**Your goal**
Each line from the one containing "dark green bush." through the last line of the data below is to be written out verbatim, and nothing more.

### Source records ###

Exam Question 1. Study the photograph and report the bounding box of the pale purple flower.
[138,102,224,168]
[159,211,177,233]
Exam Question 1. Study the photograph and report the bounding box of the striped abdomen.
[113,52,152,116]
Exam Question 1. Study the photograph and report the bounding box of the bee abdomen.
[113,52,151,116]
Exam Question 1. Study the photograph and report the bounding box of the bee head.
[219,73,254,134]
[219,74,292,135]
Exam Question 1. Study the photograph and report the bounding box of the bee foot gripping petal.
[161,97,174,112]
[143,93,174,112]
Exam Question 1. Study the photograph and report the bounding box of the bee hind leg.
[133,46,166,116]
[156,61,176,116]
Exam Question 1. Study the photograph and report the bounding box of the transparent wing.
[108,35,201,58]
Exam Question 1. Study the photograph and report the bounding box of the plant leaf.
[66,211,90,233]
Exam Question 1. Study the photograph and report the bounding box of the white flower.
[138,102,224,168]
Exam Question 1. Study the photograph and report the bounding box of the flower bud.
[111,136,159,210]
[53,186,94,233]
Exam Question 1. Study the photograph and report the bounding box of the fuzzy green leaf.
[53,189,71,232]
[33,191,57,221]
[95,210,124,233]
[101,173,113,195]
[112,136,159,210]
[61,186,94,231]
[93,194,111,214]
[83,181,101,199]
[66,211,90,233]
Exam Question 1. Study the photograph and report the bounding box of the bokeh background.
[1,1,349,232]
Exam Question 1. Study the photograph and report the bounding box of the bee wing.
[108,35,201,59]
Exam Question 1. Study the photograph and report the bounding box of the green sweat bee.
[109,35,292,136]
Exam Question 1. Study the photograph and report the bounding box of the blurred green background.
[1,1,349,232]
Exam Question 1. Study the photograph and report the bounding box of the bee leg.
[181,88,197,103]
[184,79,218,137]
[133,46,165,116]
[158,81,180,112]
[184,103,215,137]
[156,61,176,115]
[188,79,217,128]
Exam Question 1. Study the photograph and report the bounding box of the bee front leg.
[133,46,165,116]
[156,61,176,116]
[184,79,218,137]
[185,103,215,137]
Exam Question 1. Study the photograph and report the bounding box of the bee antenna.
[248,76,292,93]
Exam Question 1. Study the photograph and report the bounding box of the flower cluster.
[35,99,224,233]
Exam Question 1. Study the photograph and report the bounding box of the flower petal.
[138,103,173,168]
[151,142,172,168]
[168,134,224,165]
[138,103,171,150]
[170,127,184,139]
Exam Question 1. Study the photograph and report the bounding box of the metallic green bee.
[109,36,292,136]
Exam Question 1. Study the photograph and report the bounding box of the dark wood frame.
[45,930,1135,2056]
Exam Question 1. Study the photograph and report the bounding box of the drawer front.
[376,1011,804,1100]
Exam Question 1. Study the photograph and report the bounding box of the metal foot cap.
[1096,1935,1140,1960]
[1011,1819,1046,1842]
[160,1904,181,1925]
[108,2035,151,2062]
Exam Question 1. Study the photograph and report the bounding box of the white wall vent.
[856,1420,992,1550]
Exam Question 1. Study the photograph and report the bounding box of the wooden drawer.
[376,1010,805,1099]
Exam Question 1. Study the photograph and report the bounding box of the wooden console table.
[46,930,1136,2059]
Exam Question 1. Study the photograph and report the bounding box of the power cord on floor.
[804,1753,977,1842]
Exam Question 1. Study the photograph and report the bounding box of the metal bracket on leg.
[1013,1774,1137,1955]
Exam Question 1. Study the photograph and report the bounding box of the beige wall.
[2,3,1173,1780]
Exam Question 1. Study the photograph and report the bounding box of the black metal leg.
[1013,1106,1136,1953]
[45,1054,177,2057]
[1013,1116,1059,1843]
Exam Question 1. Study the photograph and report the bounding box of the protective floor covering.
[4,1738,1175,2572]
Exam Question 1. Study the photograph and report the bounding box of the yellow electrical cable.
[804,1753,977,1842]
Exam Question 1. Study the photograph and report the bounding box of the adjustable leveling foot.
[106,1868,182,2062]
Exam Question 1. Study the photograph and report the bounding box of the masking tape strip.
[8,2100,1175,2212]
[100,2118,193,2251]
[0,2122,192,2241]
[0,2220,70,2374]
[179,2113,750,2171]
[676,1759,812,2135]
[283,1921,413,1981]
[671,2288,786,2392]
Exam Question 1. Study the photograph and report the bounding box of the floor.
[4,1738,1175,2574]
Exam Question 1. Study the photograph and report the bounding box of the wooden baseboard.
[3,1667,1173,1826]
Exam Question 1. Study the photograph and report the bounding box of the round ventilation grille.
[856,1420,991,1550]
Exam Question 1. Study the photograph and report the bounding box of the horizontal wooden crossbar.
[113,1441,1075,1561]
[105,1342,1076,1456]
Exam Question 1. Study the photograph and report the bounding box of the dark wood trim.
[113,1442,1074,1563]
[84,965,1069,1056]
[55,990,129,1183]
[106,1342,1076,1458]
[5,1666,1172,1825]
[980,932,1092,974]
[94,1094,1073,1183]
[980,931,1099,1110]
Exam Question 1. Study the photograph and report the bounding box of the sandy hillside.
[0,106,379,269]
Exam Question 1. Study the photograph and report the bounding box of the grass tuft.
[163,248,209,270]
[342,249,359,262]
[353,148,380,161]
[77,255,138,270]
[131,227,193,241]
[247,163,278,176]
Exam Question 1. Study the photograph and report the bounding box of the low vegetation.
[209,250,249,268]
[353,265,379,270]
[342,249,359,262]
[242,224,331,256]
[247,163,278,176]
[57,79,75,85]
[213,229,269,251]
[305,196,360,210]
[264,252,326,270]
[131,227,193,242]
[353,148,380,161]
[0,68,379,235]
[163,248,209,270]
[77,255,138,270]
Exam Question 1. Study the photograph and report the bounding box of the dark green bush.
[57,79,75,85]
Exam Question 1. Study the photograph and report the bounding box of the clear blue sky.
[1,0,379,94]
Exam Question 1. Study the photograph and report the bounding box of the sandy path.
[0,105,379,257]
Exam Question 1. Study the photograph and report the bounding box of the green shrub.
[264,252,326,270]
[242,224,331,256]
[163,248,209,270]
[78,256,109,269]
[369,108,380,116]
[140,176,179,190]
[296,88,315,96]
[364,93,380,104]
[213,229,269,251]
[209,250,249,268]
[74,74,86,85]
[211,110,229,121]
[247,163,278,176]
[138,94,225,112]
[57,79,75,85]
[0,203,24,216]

###

**Task output**
Exam Question 1. Study the photograph and report the bounding box of the dark green bush.
[57,79,75,85]
Exam Question 1. Study the photograph and report the bounding box of the clear blue sky.
[1,0,379,94]
Exam Question 1. Study the photograph and report the bounding box of the sandy path.
[0,105,379,257]
Exam Question 1. Study the photograph and report the bounding box of the green shrub.
[264,252,326,270]
[242,224,331,256]
[163,248,209,270]
[78,256,109,269]
[369,108,380,116]
[140,176,179,190]
[296,88,315,96]
[364,93,380,104]
[213,229,269,251]
[209,250,249,268]
[74,74,86,85]
[211,110,229,121]
[247,163,278,176]
[138,94,225,112]
[57,79,75,85]
[0,203,24,216]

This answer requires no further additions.